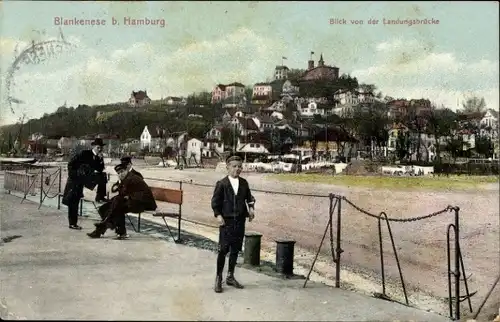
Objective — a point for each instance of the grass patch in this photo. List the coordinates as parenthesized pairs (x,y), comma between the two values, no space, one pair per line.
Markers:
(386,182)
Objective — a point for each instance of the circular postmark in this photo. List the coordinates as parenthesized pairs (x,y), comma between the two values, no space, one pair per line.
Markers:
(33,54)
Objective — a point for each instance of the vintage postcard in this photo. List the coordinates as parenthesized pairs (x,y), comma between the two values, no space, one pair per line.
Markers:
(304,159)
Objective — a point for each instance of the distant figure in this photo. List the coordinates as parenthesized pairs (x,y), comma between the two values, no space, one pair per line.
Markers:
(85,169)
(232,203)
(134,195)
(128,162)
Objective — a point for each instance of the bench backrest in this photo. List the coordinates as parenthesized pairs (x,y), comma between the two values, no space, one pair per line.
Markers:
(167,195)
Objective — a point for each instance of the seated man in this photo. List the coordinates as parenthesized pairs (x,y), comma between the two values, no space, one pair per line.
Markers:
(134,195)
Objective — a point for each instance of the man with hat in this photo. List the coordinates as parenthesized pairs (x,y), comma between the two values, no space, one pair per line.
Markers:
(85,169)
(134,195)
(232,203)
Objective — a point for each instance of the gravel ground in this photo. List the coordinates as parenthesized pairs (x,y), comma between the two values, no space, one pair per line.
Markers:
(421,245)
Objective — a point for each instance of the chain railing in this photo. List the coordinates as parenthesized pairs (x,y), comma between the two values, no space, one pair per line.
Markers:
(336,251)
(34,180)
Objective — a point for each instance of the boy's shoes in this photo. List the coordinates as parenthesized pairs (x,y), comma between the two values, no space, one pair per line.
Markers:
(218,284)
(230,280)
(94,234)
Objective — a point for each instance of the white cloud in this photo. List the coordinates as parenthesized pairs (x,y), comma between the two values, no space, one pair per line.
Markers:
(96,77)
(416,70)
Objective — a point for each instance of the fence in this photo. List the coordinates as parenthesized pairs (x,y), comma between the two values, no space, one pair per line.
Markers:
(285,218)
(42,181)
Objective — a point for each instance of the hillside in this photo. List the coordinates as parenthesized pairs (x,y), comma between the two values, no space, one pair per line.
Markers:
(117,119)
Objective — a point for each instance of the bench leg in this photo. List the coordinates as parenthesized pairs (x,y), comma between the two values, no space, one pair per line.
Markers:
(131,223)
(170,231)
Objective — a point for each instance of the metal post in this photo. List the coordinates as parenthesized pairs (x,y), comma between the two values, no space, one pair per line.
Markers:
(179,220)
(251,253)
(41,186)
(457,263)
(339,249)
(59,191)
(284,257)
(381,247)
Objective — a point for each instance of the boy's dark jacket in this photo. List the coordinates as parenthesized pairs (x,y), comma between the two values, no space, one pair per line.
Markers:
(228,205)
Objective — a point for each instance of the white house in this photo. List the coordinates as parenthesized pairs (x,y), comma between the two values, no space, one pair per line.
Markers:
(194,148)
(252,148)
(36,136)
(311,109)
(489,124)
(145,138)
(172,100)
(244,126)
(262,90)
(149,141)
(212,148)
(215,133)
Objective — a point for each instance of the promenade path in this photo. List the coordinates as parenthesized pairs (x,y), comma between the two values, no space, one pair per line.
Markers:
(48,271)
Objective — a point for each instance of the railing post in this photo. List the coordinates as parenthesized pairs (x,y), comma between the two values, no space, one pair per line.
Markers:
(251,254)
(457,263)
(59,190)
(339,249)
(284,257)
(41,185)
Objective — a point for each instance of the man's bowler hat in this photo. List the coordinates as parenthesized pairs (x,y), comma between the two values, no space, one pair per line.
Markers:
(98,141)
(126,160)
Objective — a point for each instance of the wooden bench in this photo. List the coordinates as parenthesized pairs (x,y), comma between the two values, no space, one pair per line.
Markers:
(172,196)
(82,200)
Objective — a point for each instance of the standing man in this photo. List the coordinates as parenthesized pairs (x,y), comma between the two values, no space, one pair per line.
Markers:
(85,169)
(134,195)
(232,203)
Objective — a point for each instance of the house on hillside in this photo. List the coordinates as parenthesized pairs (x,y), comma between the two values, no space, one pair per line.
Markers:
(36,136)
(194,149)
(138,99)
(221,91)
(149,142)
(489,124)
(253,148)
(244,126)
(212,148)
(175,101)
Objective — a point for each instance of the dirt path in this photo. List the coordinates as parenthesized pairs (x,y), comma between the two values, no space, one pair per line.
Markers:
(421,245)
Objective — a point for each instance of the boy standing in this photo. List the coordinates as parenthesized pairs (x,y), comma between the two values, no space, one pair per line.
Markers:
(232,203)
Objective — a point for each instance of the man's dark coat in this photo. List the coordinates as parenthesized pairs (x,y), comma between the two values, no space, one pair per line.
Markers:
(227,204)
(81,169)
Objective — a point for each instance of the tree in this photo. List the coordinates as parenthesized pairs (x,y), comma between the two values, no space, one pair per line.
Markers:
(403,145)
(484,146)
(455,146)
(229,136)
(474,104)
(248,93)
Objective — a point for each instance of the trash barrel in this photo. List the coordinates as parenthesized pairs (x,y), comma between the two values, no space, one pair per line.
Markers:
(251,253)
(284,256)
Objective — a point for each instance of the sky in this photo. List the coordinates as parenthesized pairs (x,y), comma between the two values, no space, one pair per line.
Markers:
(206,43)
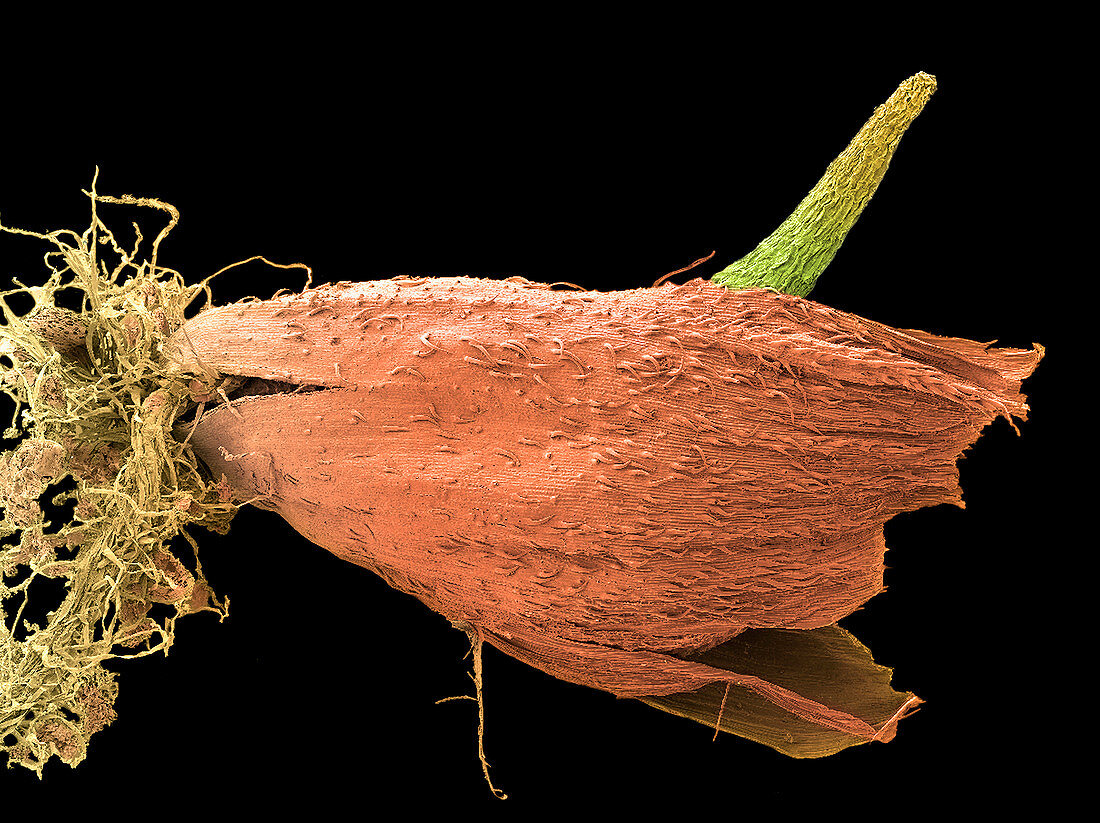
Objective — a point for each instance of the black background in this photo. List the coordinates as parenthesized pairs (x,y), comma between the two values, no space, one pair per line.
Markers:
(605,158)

--

**What you are asked to do:** Do not include images; quote all of the entries above exactly.

**Answer for the task:**
Objective — a point for each instance of the grass patch in this photo. List the coordinates as parenthesized pairs (x,y), comma between the two values, no space, one pair per line.
Markers:
(386,182)
Objective — a point for each instance of the circular postmark in this photo. List the coordinates as parenthesized pairs (x,y), comma between the two values, no space, one pair per line.
Markers:
(33,54)
Objective — a point for each instance of the vintage postcard in this photo. List the coordinates as parenthesized pairs (x,y), comma between the two values, no space, one pair per line.
Markers:
(304,159)
Objective — a point for each instance of the distant figure in this photo. List the coordinates as parenthesized pairs (x,y), comma between the two values, no space, one pair per line.
Markers:
(85,169)
(232,203)
(134,195)
(128,162)
Objective — a point for each instance of the bench backrest in this photo. List the coordinates as parenthesized pairs (x,y), comma between the two values, no space, one pair per line.
Markers:
(167,195)
Objective — a point for each instance of the seated man in this photo. List the coordinates as parenthesized pairs (x,y), comma between the two values, no space, one pair per line.
Markers:
(134,195)
Objective — a point for each instance of the man with hat in this photo. List the coordinates as parenthesized pairs (x,y), comma between the two values, no space, one pair per line.
Markers:
(85,169)
(134,195)
(232,203)
Objective — a point for each instance of the gravel ground in this photo. List the coordinates as parenthesized pairs (x,y), comma between the two values, no space, one pair per line.
Markers:
(421,245)
Objective — a point for each instance of the chain railing in this photo. List the coordinates as parenthesized pairs (x,y), comma between the two values, no space, one pair per line.
Markers:
(336,251)
(34,180)
Objective — a point for each instance of the boy's shoes in this photo. List the coordinates as parenthesized pairs (x,y), comma between the two values, no space, one pair per line.
Markers:
(218,284)
(230,280)
(94,234)
Objective — a point for each instance of the white cloud in this photo. List the coordinates as parenthesized pairs (x,y), comma between the two values, no space, one pair per line.
Markers:
(96,77)
(416,70)
Objective — a point for each instance of the fence in this photo. List the coordinates as parenthesized pairs (x,y), comma between the two values, no space, one pair per line.
Markers:
(285,218)
(42,181)
Objective — a point for each instance of the hillside in this photo. List the coordinates as parenthesized pairs (x,y), comma between the two values, no space, one pair per line.
Markers:
(117,119)
Objective — a point for each instance of the bench leg in this photo. List the coordinates as parenthesized pairs (x,y), comma between the two values, no space, one pair per line.
Markers:
(131,223)
(170,231)
Objective — a point for each instance of the metal post in this photo. List the coordinates as parenthesized pairs (x,y), comma between the two values, no space, one pair per line.
Markers:
(179,220)
(251,253)
(41,186)
(457,263)
(339,249)
(59,191)
(284,257)
(381,247)
Objective — a point for each instance of the boy's dark jacket in this photo. List the coordinates as parenthesized pairs (x,y), comma between the two values, no space, one pair per line.
Markers:
(228,205)
Objective — a point for each instance of the white house in this photo. List the coordinates as parenthesized pairs (x,y), comma between the two values, no space, one pair per line.
Markers:
(194,148)
(252,148)
(36,136)
(311,109)
(489,124)
(145,138)
(172,100)
(244,126)
(262,90)
(149,141)
(212,148)
(215,133)
Objective — a point for each instance of the promenade path in this photo. List the coordinates as parenthesized pairs (x,y), comma between the two values, no space, one pair per line.
Markers:
(48,271)
Objective — a point for each instance of the railing post in this photo. List the coordinates as parenthesized pairs (x,y), comma between the two values, no space, one pair per line.
Markers:
(251,254)
(457,263)
(59,190)
(339,249)
(284,257)
(41,185)
Objective — a point for each instance of the man's bowler hat in this photo. List the coordinates as parenthesized pairs (x,y), comma between the two values, no space, one pair per line.
Markers:
(98,141)
(126,160)
Objective — a point for each instance of the wooden bench in this photo. List the coordinates as parenthesized pairs (x,y), comma between the two values, no space, one pair per line.
Markers:
(172,196)
(82,200)
Objective — a point for each instance of the standing man in this photo. List the coordinates as parenthesized pairs (x,y), comma between the two values, no space, one pair per line.
Markers:
(85,169)
(134,195)
(232,203)
Objective — a point for each instance of the house on hillside in this photo. List the coordinates as parenthesized pairs (x,y), comma between the two values, no space, one pair per line.
Markers:
(36,136)
(194,149)
(138,99)
(221,91)
(149,142)
(489,124)
(253,148)
(244,126)
(212,148)
(175,101)
Objective — a point for each instance of the dirt path in this photo. List the coordinates as parenthesized pairs (x,y), comma between the two values, no space, one pair per line.
Markers:
(421,245)
Objective — a point for each instance of the boy standing in this photo. List the coordinates as parenthesized pairs (x,y), comma between the two values, no space, one pair per line.
Markers:
(232,203)
Objective — a point for each instance of the man's dark coat in this photo. List the coordinates as parenthesized pairs (x,y), comma between the two values, no space, one pair per line.
Markers:
(227,204)
(81,169)
Objective — a point for each instance of the tree in this photo. List the coordinates as parenthesized pairs (x,y), comma between the two values, no space, one pair per line.
Markers:
(403,145)
(484,146)
(455,146)
(229,136)
(474,104)
(248,93)
Objective — a point for each instance of the trash barrel in this photo. List the coordinates as parenthesized pairs (x,y), comma between the two values, no space, one pair per line.
Markers:
(251,253)
(284,256)
Objective — a point for each instance of the sky in this photo. List the coordinates as parenthesized pairs (x,y), comma between the two values, no space, one pair per line.
Markers:
(206,43)
Objective — a point for each instance of the black background in this photo. List the coordinates as parenthesized pairs (x,y), comma between the two values, no space, one pair per line.
Markers:
(605,158)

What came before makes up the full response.